Deine Aufgabe:
Gib aus dem Textauszug über die Aufnahme ukrainischer Flüchtlinge in Nagold den Abschnitt wörtlich wieder, der bei „Als das Nadelöhr“ beginnt und bei „heftig betroffenen Mariupol.“ endet.

Textauszug:
____________

Nur wenige Tage, nachdem die ukrainischen Flüchtlinge dort untergekommen sind, machte sich die baden-württembergische Justizministerin Marion Gentges ein Bild von der Aufnahme der Flüchtlinge in Nagold. "Diesen Kriegsflüchtlingen zu helfen, ist unsere moralische Pflicht, aber auch eine Herausforderung für uns alle. Zunächst geht es darum, allen, die in Furcht um ihr Leben ihre Heimat verlassen mussten, eine Unterkunft zu bieten. Ich bin dem Landkreis Calw für großartige und pragmatische Unterstützung dankbar", so Ministerin Marion Gentges am Samstag. "Denn nur gemeinsam ist diese Situation zu bewältigen." Das bestätigt auch Anna Weinbender, Sprecherin des Nagolder AK Ukraine-Hilfe: "Wir müssen alle Kräfte unter einem Dach bündeln."

"Die Aufgaben sind gut verteilt"

Und die Zusammenarbeit aller Beteiligten funktioniert bestens, besser als bei der Flüchtlingsunterbringung 2015, wie sowohl die Ministerin als auch der Calwer Landrat Helmut Riegger und Nagolds Oberbürgermeister Jürgen Großmann bestätigen. "Das klappt wirklich hervorragend", betont Helmut Riegger. "Und die gute Zusammenarbeit setzt sich auch im Lokalen fort", bestätigt Großmann. "Die Aufgaben sind gut verteilt."

Als das Nadelöhr schlechthin erweist sich derzeit die Registrierung der ukrainischen Flüchtlinge, die nicht nur deshalb kompliziert ist, weil viele der Flüchtlinge privat bei Freunden oder Verwandten untergekommen sind und zunächst keinen Kontakt zu offiziellen Stellen haben. Die Aufgabe fällt nicht wie 2015 dem Land, sondern dem Landratsamt zu, das unter anderem mit technischen Problemen zu kämpfen hat, dabei aber Unterstützung vom Land bekommt.

Bewohnerinnen eines Frauenschutzhauses aus Mariupol

Mit der einen Unterkunft in Nagold ist es für den Landkreis freilich nicht getan. In Bad Liebenzell konnte das Landratsamt unterdessen weitere Flüchtlinge unterbringen, darunter die gesamten Bewohnerinnen des Frauenschutzhauses im vom Krieg heftig betroffenen Mariupol.

____________

Bereitgestellte Angaben:
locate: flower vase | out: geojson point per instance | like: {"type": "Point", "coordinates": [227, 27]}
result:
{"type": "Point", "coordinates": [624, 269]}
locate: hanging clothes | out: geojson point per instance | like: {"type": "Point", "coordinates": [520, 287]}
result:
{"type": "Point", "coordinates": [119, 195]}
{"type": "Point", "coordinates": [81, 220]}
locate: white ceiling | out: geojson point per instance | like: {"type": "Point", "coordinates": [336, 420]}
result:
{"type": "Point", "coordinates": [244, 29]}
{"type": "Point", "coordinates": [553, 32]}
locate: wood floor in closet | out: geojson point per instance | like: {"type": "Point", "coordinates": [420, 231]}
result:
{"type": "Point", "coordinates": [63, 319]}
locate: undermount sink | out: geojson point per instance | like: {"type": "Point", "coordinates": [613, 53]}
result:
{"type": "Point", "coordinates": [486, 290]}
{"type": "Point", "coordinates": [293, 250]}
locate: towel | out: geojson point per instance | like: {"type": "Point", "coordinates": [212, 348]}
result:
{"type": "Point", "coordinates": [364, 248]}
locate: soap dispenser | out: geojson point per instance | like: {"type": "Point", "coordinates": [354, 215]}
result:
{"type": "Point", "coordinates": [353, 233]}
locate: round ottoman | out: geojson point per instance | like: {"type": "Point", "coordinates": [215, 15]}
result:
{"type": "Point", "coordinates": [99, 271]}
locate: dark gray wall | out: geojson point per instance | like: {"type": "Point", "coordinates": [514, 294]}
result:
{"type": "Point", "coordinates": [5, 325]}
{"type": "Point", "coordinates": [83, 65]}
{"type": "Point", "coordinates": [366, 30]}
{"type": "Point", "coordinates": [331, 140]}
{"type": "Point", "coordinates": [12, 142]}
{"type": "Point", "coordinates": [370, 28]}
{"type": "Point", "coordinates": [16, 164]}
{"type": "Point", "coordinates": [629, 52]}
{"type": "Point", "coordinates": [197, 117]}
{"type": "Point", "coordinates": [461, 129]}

____________

Lösung:
Als das Nadelöhr schlechthin erweist sich derzeit die Registrierung der ukrainischen Flüchtlinge, die nicht nur deshalb kompliziert ist, weil viele der Flüchtlinge privat bei Freunden oder Verwandten untergekommen sind und zunächst keinen Kontakt zu offiziellen Stellen haben. Die Aufgabe fällt nicht wie 2015 dem Land, sondern dem Landratsamt zu, das unter anderem mit technischen Problemen zu kämpfen hat, dabei aber Unterstützung vom Land bekommt.

Bewohnerinnen eines Frauenschutzhauses aus Mariupol

Mit der einen Unterkunft in Nagold ist es für den Landkreis freilich nicht getan. In Bad Liebenzell konnte das Landratsamt unterdessen weitere Flüchtlinge unterbringen, darunter die gesamten Bewohnerinnen des Frauenschutzhauses im vom Krieg heftig betroffenen Mariupol.